AIM OF THE EXERCISE:
Look for the word "countertop" in the material below. Copy each line that has it.

EXTRACTED RECORDS:
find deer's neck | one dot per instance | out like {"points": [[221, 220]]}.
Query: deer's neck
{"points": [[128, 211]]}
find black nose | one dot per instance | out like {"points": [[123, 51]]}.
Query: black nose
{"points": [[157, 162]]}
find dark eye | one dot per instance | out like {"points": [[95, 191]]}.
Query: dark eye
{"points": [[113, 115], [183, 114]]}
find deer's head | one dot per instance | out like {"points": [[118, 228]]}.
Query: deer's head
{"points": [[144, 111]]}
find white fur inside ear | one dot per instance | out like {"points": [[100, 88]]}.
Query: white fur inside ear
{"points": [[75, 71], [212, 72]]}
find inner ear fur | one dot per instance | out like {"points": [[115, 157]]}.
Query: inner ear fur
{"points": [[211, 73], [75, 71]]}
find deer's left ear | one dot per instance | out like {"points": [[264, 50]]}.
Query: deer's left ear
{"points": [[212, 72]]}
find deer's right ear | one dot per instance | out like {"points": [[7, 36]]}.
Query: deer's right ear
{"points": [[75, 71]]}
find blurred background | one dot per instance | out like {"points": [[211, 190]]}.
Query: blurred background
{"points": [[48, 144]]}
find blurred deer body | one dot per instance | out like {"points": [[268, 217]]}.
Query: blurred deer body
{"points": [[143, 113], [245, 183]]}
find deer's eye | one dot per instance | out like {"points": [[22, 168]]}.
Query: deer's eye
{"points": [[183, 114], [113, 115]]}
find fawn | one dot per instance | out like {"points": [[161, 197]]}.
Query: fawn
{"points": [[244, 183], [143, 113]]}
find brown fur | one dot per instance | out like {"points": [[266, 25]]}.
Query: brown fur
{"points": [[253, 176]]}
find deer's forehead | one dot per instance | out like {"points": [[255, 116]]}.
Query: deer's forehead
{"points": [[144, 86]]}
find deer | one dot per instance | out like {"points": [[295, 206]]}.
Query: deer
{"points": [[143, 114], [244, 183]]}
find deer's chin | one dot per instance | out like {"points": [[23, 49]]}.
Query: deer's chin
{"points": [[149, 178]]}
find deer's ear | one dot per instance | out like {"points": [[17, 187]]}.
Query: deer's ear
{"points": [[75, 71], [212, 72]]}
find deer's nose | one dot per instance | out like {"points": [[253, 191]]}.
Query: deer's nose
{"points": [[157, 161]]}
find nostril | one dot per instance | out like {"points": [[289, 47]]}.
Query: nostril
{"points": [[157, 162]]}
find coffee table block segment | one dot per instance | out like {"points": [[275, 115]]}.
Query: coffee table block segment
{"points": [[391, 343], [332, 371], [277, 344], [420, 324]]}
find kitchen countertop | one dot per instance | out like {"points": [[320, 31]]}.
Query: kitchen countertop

OUTPUT:
find kitchen countertop | one dot per instance | out like {"points": [[320, 31]]}.
Query: kitchen countertop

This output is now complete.